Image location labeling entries
◆ ◆ ◆ ◆

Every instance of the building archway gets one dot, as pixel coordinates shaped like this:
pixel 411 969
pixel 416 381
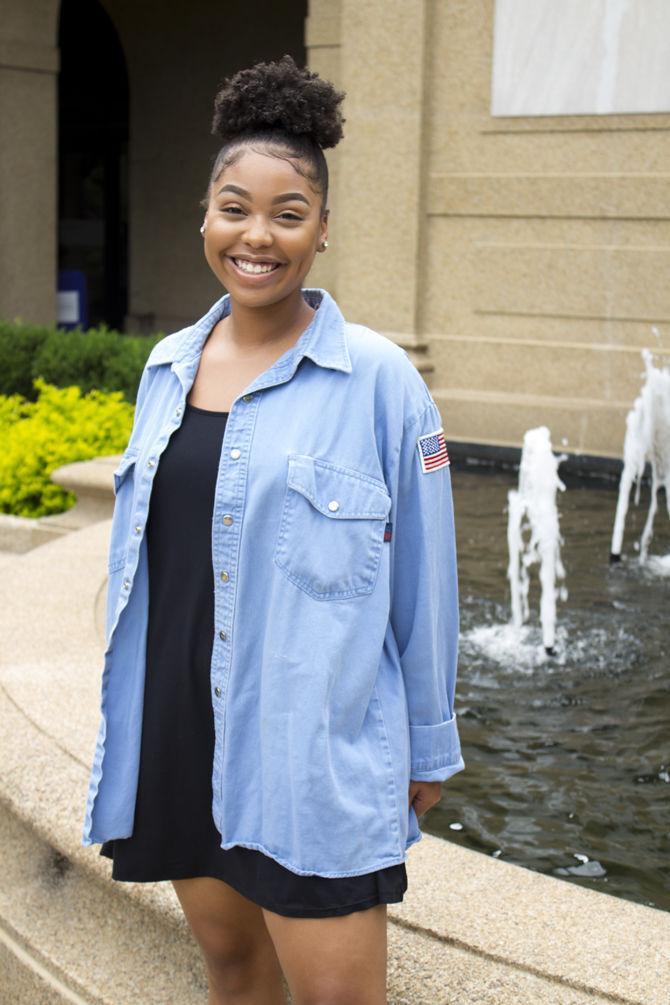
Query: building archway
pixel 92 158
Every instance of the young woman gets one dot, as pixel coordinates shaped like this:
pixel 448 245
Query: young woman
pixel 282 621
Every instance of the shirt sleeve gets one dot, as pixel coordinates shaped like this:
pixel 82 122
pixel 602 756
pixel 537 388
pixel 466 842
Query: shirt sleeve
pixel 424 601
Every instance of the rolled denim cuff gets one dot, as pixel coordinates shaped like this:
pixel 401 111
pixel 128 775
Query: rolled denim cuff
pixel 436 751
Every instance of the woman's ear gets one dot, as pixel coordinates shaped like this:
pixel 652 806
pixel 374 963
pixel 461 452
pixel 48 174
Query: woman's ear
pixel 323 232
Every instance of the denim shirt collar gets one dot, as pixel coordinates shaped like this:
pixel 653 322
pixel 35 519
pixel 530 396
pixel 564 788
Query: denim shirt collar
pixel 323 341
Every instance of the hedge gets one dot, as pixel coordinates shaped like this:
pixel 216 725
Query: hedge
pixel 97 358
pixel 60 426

◆ ◆ ◆ ◆

* **REQUIREMENTS**
Your answer should consist only of the lines from the one with "Every instance of the young" through the end of the data above, reproduced exactly.

* **OUTPUT OF THE EXERCISE**
Every instance of the young woman gets one dot, as pixel coordinates shaped like this:
pixel 448 245
Query: young woman
pixel 282 621
Every instance of the shirt sleeve gets one dot, as pixel coordinates shaped like this:
pixel 82 122
pixel 602 756
pixel 537 388
pixel 466 842
Query: shirt sleeve
pixel 424 601
Every instance of the rolled denim cuff gets one dot, as pixel coordinates shaped like this:
pixel 401 111
pixel 128 775
Query: rolled denim cuff
pixel 436 751
Every instance of the woman's ear gets one dot, as pixel coordinates shaped like this:
pixel 652 806
pixel 374 963
pixel 461 452
pixel 48 174
Query: woman's ear
pixel 323 232
Every instance of the denim shirt collar gets one dot, as pixel coordinates shaped like this:
pixel 653 322
pixel 35 519
pixel 530 396
pixel 564 788
Query: denim shirt collar
pixel 323 341
Every instance of the hedge gets one dot, as pixel coordinates shaped like this:
pixel 216 725
Query: hedge
pixel 97 358
pixel 60 426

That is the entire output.